Source passage:

========================

SALT LAKE CITY — Researchers studying a spike in teen suicides in Utah found that 18 of the 150 youngsters who took their own lives in a five-year period had recently lost privileges to use their electronic devices such as phones, tablets and gaming systems, according to a U.S. Centers for Disease Control and Prevention report made public Thursday.
The report was released after the agency earlier this month issued findings showing an increase in suicide rates among teens across the U.S. over the 2010-2015 period that occurred at the same time social media use surged. Teen suicides had declined in the two previous decades.
The reports stop short of blaming electronics and social media for the rise in suicides, but say the findings beg for more research on the topic.
The findings add to a growing body of research that raise serious questions about whether young people who spend many hours on social media are more at risk for relationship problems, said Michael Friedrichs, a Utah state epidemiologist who was among those who spoke at a Thursday news conference in Salt Lake City.
More than half — 55 percent — of the Utah suicides from 2011-2015 had experienced a recent crisis, most of which were family or dating relationships, the report found.
“A social media connection or a phone connection is not a substitute for a real connection,” said Michael Friedrichs, a Utah state epidemiologist. “People need to go outside… .There is a lack of connectness that is not satisfied by being tethered to a gadget.”
Utah requested the federal investigation to get more in-depth research done after the rate of suicides among youth 10-17 more than doubled from 2011-2015.
The peak of 44 youth suicides in 2015 marked an all-time high — and was more than double the yearly average from the previous two decades, state figures said. The 2015 rate — 11.1 youth suicides per 100,000 — was also more than double the national rate.
The rate has decreased slightly in 2016-2017, but remains much higher than ever recorded previously, state data said.
The federal researchers did not find a single factor driving the increase, but found that mental health issues seem to be a common factor with 35 percent of the victims diagnosed with some kind of mental health issue and 31 percent depressed when they died, the report found.

========================

Natural-language descriptions of regions:
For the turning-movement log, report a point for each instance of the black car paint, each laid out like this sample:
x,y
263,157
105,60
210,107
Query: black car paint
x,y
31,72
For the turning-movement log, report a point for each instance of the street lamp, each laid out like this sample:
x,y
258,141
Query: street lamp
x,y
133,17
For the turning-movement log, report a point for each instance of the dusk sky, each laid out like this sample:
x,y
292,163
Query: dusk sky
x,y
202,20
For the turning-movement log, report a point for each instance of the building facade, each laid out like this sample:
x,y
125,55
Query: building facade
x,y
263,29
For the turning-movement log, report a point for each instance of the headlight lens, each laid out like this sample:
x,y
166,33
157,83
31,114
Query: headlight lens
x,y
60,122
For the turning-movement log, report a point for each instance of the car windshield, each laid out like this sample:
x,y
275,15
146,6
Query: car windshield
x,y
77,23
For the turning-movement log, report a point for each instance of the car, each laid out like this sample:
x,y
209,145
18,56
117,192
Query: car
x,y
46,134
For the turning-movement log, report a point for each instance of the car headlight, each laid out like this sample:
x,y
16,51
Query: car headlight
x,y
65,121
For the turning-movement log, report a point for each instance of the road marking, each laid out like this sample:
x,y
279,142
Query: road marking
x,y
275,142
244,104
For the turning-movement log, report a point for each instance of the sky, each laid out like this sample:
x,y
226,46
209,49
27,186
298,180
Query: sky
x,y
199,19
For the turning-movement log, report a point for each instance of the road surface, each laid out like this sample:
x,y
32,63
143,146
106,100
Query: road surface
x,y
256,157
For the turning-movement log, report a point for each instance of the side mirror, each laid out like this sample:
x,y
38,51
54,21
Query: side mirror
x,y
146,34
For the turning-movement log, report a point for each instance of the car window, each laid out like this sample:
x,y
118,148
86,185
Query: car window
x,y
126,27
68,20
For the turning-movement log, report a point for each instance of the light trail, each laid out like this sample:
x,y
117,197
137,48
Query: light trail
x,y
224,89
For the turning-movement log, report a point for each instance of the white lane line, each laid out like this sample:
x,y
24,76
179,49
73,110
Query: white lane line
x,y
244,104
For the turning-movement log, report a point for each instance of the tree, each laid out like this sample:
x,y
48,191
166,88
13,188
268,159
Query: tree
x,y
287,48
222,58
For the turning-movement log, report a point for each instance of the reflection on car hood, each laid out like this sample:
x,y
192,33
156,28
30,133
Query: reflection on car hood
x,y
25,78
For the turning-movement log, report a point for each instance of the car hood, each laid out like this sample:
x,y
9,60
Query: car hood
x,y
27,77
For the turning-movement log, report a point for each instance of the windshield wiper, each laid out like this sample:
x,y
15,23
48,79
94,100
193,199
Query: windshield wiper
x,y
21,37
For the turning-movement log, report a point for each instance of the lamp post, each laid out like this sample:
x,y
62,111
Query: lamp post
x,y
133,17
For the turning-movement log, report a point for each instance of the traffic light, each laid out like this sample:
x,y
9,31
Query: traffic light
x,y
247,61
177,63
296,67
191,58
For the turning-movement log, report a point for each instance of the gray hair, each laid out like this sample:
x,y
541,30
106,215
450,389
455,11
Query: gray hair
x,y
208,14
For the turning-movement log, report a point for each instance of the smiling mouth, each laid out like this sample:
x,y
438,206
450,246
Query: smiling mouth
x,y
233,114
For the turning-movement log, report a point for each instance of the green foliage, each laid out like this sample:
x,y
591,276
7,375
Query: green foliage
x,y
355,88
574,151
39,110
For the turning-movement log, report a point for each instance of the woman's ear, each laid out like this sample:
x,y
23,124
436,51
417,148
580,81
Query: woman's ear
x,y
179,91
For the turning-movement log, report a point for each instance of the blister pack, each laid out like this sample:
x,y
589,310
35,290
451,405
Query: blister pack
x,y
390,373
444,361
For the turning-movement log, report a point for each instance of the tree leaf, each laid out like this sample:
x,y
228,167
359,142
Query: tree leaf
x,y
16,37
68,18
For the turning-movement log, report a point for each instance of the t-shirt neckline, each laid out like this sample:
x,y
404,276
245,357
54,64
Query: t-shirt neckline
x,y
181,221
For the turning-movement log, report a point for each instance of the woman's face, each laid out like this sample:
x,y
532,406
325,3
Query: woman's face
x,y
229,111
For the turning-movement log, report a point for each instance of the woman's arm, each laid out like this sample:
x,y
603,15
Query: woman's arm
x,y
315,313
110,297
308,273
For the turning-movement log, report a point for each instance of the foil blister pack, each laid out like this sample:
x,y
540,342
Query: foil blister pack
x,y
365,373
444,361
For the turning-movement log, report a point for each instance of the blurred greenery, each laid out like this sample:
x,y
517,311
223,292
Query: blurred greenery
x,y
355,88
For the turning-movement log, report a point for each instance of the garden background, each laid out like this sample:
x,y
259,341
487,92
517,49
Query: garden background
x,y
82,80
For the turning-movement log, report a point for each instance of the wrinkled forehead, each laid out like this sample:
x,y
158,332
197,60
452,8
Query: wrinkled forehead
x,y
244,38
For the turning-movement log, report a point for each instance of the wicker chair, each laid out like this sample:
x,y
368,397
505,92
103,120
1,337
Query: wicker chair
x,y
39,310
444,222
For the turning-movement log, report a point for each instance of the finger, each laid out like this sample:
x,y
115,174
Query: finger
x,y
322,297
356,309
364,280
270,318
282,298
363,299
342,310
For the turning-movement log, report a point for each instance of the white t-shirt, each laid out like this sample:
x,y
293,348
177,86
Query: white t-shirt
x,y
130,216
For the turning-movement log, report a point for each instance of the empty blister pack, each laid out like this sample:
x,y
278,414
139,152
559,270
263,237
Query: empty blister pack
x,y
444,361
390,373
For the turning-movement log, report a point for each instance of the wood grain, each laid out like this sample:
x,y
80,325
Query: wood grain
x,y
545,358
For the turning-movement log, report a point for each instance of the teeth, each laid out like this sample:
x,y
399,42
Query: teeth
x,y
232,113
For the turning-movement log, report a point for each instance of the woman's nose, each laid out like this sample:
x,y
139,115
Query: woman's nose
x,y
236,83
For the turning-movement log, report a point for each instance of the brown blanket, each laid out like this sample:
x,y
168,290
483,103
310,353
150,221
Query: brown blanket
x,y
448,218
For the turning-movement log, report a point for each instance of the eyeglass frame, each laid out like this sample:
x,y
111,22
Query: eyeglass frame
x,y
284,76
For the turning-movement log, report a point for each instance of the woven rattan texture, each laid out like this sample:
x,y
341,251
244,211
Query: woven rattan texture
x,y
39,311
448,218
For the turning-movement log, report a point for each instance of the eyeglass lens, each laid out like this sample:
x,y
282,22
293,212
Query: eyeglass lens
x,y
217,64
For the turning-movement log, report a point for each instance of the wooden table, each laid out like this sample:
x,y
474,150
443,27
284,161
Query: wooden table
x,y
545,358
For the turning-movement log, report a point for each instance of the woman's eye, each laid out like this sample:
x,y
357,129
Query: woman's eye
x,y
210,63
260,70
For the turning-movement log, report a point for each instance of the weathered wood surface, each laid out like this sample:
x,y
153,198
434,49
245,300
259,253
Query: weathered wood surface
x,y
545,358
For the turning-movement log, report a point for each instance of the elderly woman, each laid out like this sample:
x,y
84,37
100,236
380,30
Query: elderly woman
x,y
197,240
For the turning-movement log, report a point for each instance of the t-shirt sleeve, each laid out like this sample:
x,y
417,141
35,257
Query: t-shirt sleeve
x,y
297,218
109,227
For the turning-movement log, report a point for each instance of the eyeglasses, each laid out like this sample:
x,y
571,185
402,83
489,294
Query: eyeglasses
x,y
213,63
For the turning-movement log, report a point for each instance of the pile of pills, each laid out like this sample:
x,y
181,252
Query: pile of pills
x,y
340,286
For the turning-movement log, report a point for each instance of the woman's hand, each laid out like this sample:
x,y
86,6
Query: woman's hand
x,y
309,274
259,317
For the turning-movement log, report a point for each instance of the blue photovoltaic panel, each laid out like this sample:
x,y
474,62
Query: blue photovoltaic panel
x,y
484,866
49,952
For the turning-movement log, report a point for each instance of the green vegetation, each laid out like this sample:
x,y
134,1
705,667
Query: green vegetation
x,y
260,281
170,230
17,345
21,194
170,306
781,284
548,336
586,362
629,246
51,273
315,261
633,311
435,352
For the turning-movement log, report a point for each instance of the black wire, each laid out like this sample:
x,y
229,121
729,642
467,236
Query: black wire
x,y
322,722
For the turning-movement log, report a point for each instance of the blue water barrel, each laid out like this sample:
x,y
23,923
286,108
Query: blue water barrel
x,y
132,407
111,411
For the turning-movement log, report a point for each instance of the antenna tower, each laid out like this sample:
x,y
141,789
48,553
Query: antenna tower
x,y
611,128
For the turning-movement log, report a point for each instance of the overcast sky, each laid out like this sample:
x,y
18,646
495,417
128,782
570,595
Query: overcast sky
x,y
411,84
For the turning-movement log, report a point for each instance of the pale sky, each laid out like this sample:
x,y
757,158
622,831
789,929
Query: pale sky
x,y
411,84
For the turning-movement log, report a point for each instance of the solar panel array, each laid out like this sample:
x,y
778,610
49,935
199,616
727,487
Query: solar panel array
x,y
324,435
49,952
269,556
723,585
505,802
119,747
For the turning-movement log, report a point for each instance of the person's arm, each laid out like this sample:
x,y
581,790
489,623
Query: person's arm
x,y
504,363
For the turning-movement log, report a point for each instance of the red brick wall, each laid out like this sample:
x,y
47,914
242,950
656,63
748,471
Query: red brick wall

========================

Task: In the article on Utah teen suicides, how many of the 150 youths who died had recently lost privileges to use their electronic devices?

Task response: 18